**EXERCISE REQUIREMENTS:** Can you reproduce, word for word, the lines below from the one containing "Objective — for the shadow" through the very last line, with both of those lines included?

(Lines from a pointing dataset)

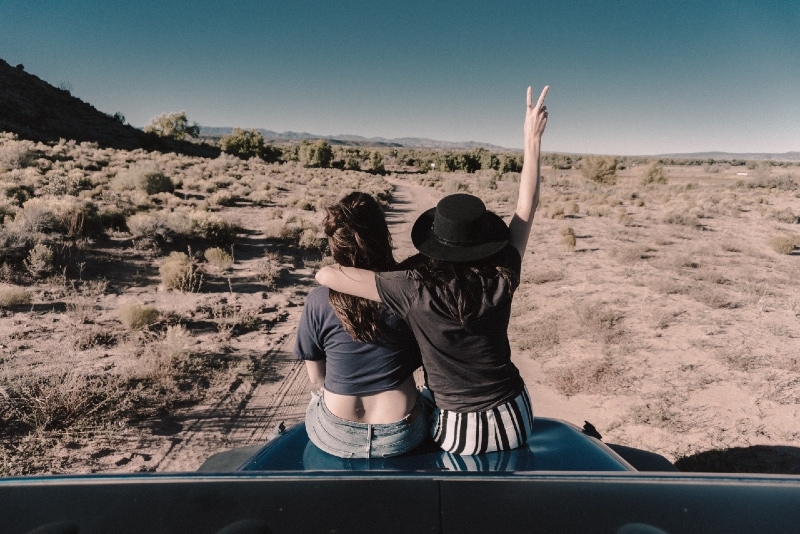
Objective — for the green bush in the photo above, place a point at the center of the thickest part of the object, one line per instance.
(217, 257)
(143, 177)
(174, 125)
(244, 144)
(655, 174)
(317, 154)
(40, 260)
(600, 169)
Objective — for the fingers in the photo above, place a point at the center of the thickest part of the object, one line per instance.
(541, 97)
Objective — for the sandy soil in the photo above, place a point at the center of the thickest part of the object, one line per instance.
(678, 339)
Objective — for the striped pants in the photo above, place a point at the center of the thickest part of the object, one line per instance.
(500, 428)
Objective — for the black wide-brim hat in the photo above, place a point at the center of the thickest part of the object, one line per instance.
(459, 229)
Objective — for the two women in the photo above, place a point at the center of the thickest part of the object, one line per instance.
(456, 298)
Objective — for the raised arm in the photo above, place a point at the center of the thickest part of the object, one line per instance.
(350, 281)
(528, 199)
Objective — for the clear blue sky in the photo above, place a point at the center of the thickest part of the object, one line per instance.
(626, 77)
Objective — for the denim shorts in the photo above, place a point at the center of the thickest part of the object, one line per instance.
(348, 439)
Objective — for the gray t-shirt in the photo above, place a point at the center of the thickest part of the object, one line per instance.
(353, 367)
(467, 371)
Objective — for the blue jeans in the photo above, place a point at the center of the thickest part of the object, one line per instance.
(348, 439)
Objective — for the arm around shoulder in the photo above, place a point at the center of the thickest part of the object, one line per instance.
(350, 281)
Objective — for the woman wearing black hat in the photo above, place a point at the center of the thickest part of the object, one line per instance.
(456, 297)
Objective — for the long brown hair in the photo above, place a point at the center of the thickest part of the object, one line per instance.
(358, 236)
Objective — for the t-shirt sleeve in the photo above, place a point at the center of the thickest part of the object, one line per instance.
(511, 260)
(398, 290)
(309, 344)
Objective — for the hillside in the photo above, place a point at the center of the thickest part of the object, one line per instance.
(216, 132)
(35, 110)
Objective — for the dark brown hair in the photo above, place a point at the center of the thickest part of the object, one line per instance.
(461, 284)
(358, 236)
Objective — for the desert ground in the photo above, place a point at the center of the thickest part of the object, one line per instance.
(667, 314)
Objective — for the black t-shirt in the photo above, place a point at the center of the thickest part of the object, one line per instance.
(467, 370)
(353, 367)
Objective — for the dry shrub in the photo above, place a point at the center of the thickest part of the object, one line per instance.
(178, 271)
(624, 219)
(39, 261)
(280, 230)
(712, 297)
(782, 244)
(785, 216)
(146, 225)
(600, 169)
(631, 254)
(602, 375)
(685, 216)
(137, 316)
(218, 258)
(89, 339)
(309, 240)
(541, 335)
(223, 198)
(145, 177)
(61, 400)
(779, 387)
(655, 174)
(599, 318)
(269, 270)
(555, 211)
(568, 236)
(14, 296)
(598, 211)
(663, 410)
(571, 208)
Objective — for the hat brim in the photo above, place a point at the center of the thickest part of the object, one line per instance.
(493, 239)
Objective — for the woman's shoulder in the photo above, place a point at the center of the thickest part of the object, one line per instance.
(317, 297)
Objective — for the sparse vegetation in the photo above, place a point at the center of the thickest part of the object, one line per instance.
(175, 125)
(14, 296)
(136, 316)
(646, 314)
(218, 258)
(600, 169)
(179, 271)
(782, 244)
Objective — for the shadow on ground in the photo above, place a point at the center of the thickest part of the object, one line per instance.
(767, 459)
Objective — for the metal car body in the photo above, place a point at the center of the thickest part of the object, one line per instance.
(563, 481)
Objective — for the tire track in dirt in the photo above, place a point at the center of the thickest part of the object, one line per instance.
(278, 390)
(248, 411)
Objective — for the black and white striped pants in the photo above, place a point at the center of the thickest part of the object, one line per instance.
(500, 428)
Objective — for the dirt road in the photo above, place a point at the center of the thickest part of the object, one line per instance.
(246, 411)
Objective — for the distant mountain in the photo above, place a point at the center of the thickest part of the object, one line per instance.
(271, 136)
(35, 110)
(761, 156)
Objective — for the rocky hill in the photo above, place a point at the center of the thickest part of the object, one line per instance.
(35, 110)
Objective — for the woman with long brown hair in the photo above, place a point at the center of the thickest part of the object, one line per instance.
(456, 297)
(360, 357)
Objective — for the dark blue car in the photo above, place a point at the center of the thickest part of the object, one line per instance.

**SOLUTION TO THE EXERCISE:**
Objective — for the shadow on ground in the photo above, place a point at the center of the thickest part of the object, one line per instance.
(767, 459)
Objective — for the metal car body in the photo above, place a point at the center of the thickest part of the object, one line per instance.
(563, 481)
Objective — for the tire track in dirt in the photo above, place a point at the center of the thickest part of the object, one line per instance.
(278, 390)
(248, 411)
Objective — for the black and white striped pants in the photo above, place a point at the center of the thickest part of the object, one line per instance.
(500, 428)
Objective — for the dirt road in the photo above, place a point at the center of the thickest part of the object, one line per instance.
(246, 411)
Objective — for the distant mountain in the photo above, place a point at the center of the thickest part of the object, one line per instance.
(271, 136)
(35, 110)
(761, 156)
Objective — for the rocky hill in the photo above, place a point at the center of the thickest part of the object, one line per instance.
(35, 110)
Objective — for the woman with long brown hair in the photo above, place a point at the center of the thickest part of the object, one line per instance.
(456, 297)
(360, 357)
Objective — for the dark blue car in the photo above, place a point at the center of the thickest part of the object, one line per instance.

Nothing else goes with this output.